[TRAVAIL DEMANDÉ]:
A. Quelles pièces du décor conçu par Emma Dante la critique de La Muette de Portici décrit-elle ? Citez-les toutes.
B. Rédigez la suite de la critique de La Muette de Portici en reprenant juste après sa dernière phrase.

[TEXTE À LIRE]:

□ □ □ □ □

L'Opéra Comique redonne voix à La Muette de Portici

Il faut rendre justice à Emma Dante et dire d'emblée qu'il n'était pas évident de ressusciter un opéra tel que La Muette de Portici.

Malgré son importance dans l'histoire du grand opéra et dans l'histoire tout court, cette relique du répertoire français n'avait jusque là guère tenté les théâtres et pas connu de production digne de ce nom en France depuis 1882, si l'on exclut une apparition furtive à l'Opéra de Marseille en 1991.

Certes la metteure en scène palermitaine n'évite pas quelques excès dans son approche mais elle réussit somme toute à réactualiser avec brio cette œuvre un peu pétrifiée dans l'anecdote, quitte à commettre quelques « contresens » que l'on devine parfaitement volontaires et sur lesquels une partie du public et de la critique a cru pouvoir juger négativement un travail intelligent et extrêmement efficace.

Si au premier acte, l'approche déconcerte et laisse la sensation d'un hiatus entre une musique plutôt décorative et le dépouillement total qu'offre le plateau, très vite cette conception où s'affirme le refus de tout décorum, s'impose par sa pertinence et son adéquation aux exigences de l'œuvre. Le dispositif tient dans un ensemble de portes dont le ballet et les assemblages permettent de suggérer les différents lieux de l'action. En fond de scène, un portail monumental à deux battants évoque tour à tour l'entrée du palais ou l'église où sont célébrées les noces princières.

Au deuxième acte, des vélums flottants subtilement éclairés recréent la lumière diffuse d'un bord de mer pour évoquer le village des pêcheurs. La virtuosité avec laquelle la mise en scène utilise ces simples éléments et les transforme au fil des scènes est absolument remarquable. Visuellement le spectacle est extrêmement abouti et si le travail dramaturgique se refuse à l'historicisme, il ne nie jamais le contexte historique du livret original, la révolte du peuple napolitain contre l'occupant espagnol au xviie siècle.

Tournant résolument le dos à la tradition, Emma Dante choisit de confier le rôle titre, non à une ballerine qui aurait interprété le rôle de façon métaphorique, mais à une comédienne qui incarne le personnage dans un registre complètement expressionniste. Fenella est ici montrée dans un état de souffrance permanent, tel un animal traqué et affolé, auquel est même déniée la plainte avec la parole. Son comportement à la limite de l'autisme suscite chez le spectateur un sentiment de malaise qui participe de l'urgence de la mise en scène. La danse pourtant n'est pas absente mais elle est entièrement assumée par un groupe d'hommes qui sont les tourmenteurs de cette perpétuelle victime. Les éléments de ballet qui n'étaient dans la partition originelle qu'un supplément de couleur locale, sont intégrés ici au discours dramatique.

□ □ □ □ □

[DONNÉES EXTRAITES]:
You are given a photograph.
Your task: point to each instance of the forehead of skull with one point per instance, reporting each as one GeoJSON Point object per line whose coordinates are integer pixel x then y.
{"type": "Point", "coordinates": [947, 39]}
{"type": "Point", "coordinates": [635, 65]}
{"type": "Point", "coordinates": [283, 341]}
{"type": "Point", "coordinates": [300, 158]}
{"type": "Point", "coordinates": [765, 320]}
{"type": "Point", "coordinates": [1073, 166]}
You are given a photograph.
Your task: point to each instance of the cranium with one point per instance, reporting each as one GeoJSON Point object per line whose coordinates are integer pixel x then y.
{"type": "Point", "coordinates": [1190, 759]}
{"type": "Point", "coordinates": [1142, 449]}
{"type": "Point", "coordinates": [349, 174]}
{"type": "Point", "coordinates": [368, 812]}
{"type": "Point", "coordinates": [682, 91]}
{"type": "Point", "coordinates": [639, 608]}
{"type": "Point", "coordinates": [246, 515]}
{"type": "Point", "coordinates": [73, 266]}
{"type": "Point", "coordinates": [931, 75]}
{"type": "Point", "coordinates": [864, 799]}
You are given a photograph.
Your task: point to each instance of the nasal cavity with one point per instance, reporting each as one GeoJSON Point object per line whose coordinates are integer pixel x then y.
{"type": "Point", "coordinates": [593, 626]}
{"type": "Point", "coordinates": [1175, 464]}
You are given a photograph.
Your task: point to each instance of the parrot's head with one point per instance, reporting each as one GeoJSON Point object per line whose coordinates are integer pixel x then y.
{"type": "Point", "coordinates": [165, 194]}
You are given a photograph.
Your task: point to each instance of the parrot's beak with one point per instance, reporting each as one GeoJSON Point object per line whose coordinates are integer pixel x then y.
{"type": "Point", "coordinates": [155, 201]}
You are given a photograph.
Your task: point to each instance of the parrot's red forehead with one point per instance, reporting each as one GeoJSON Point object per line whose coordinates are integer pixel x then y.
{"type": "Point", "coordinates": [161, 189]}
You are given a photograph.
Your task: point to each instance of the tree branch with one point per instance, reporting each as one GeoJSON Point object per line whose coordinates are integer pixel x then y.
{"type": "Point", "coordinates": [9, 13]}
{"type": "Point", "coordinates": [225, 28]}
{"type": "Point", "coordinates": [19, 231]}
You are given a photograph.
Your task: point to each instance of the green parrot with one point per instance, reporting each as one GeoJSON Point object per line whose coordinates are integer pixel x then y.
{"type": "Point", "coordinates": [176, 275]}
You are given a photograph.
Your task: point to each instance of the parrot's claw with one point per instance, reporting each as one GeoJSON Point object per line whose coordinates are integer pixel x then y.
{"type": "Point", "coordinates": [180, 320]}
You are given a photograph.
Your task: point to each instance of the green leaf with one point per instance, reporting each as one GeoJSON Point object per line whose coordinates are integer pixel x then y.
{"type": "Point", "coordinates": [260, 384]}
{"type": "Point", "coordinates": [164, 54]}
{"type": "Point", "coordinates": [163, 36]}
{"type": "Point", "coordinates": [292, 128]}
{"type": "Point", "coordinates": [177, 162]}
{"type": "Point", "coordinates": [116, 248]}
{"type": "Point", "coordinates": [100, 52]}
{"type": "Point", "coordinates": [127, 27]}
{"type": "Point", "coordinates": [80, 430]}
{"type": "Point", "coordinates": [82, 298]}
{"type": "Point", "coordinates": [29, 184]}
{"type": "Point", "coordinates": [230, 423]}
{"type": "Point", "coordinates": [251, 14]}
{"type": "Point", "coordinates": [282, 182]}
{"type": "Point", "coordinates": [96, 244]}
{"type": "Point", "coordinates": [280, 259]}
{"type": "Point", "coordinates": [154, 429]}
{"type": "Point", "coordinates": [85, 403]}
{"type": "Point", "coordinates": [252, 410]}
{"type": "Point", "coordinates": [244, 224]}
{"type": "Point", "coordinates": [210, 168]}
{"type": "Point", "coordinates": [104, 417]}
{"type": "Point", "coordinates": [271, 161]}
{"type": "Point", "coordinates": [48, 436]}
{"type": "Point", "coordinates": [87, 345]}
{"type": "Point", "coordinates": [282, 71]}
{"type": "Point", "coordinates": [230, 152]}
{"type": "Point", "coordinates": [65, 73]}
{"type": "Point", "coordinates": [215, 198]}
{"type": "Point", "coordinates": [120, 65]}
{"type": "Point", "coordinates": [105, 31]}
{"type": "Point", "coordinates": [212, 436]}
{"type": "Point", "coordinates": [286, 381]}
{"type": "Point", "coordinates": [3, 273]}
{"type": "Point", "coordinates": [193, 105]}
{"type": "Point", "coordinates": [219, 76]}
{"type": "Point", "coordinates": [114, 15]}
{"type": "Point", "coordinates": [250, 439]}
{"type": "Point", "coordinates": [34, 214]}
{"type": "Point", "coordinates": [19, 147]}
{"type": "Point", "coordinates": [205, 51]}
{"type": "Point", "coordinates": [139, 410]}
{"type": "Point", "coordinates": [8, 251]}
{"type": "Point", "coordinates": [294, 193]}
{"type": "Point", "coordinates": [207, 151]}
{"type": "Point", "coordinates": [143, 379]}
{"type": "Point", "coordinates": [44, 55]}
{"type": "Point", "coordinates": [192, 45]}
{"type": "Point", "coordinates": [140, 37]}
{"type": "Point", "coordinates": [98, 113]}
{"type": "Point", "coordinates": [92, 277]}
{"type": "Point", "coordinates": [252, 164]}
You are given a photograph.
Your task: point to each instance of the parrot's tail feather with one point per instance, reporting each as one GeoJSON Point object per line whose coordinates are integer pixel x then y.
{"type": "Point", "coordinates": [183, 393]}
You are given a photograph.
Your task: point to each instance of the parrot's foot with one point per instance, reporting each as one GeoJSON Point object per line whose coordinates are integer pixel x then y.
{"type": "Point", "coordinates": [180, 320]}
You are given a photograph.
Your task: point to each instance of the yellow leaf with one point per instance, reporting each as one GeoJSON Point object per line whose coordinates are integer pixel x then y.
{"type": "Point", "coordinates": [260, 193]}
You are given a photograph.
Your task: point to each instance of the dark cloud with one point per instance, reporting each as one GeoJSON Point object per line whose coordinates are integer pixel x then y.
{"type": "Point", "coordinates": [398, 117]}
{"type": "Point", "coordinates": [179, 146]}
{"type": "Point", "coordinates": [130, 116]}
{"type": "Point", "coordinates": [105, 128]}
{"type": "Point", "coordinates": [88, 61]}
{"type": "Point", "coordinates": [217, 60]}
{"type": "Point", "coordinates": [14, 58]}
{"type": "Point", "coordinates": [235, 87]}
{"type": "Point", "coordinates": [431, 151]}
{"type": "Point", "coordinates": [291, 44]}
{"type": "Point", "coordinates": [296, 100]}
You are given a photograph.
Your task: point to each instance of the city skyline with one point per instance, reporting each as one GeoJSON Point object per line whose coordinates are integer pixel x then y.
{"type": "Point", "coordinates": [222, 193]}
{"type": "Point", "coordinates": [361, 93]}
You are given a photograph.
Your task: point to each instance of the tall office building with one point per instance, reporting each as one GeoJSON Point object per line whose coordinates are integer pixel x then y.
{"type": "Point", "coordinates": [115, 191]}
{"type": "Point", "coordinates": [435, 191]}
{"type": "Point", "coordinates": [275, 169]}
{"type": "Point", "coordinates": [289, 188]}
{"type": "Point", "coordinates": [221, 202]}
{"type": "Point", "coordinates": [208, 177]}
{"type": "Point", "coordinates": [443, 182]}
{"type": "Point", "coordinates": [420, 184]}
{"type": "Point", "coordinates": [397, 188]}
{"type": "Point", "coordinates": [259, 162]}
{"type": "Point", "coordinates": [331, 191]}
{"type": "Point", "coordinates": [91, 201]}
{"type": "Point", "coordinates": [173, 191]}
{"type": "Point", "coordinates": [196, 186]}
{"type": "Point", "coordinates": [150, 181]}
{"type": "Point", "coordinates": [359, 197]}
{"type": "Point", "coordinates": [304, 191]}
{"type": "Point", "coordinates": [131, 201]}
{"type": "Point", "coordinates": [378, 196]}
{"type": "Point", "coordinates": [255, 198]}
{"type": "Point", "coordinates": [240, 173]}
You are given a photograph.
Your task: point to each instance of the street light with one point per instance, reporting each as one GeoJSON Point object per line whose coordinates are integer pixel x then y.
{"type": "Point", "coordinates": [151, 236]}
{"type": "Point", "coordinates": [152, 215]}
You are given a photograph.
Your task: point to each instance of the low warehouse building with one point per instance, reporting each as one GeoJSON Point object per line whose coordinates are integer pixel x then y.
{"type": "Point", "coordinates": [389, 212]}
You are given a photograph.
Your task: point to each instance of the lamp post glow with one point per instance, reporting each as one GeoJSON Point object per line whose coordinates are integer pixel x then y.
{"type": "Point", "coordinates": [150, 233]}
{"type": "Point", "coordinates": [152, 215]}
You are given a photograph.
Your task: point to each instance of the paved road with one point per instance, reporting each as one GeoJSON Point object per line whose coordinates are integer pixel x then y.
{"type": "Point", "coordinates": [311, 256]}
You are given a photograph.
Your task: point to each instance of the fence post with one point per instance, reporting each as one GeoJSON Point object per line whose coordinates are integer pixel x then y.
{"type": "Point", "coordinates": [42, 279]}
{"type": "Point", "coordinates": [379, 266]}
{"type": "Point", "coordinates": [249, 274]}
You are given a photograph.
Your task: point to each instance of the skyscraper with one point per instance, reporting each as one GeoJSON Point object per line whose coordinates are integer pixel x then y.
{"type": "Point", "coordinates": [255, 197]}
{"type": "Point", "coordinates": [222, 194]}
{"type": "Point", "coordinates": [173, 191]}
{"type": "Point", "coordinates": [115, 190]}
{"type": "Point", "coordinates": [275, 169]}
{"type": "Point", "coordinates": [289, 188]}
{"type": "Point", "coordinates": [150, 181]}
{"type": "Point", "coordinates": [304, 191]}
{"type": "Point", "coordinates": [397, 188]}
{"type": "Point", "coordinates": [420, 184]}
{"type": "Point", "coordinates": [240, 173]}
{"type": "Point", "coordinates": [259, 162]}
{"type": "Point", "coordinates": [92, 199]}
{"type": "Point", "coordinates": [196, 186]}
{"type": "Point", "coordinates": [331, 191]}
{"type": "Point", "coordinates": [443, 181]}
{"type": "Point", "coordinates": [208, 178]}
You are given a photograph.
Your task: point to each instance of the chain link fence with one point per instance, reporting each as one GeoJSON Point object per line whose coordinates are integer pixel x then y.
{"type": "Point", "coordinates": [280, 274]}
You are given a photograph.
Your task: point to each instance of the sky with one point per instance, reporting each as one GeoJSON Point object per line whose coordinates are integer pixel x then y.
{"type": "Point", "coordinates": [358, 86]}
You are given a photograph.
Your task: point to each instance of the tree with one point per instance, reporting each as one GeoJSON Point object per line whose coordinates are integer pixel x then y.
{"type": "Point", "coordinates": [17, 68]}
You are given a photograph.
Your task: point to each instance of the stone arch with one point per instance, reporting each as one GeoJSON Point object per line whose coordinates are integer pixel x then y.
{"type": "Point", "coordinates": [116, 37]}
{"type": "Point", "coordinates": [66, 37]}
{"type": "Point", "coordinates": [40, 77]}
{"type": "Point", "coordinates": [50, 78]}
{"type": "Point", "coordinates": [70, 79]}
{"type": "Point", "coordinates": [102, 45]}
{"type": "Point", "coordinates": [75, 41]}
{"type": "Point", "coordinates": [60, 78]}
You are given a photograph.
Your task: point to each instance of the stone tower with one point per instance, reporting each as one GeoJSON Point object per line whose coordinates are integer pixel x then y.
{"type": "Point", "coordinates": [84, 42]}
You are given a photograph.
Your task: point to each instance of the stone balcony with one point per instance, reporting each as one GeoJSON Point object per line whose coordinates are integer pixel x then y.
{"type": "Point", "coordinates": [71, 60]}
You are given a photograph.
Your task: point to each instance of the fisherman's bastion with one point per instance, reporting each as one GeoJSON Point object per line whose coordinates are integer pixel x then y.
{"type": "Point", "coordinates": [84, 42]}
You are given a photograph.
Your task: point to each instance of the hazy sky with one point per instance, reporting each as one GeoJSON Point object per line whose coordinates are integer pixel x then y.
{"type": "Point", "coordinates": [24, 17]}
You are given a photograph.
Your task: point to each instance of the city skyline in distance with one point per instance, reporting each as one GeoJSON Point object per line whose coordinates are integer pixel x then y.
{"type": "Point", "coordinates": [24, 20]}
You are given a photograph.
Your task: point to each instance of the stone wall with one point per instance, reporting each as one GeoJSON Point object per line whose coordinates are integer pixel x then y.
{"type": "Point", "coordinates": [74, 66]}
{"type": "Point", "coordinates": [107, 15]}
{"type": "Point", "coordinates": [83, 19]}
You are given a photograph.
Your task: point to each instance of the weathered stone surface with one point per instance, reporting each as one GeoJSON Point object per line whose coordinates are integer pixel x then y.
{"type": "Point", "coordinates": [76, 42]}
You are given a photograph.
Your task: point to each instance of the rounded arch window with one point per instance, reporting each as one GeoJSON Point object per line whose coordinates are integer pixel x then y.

□ □ □ □ □

[CORRIGÉ]:
A. Un ensemble de portes, un portail monumental à deux battants en fond de scène et des vélums flottants subtilement éclairés.

B.
Pour le finale, Emma Dante n'a pas cherché à représenter la mort de Fenella et l'éruption du Vésuve mais se contente de la faire apparaître, la bouche ouverte dans un cri muet, telle une icone baroque ou la déesse tutélaire du volcan dans une niche en fond de scène, faisant de l'héroïne l'incarnation même du silence des opprimés.

Dans sa conception un peu manichéiste, le couple aristocratique est ramené aux rangs de créatures emprisonnées dans des codes vestimentaires extravagants qui les font ressembler à ces poupées qui accompagnent l'entrée d'Elvire pour son premier air de pur hédonisme. Leur duo de réconciliation sert à discréditer un peu plus encore le personnage d'Alphonse — vu comme un calculateur sans scrupule — et souligne aussi le caractère conventionnel de la musique qui lui est dévolue.

La scène de la folie de Masaniello appartient aux grands moments de cette mise en scène, la façon dont y est récupéré le décor du deuxième tableau pour évoquer le palais investi par le peuple révolté est d'une grande force visuelle.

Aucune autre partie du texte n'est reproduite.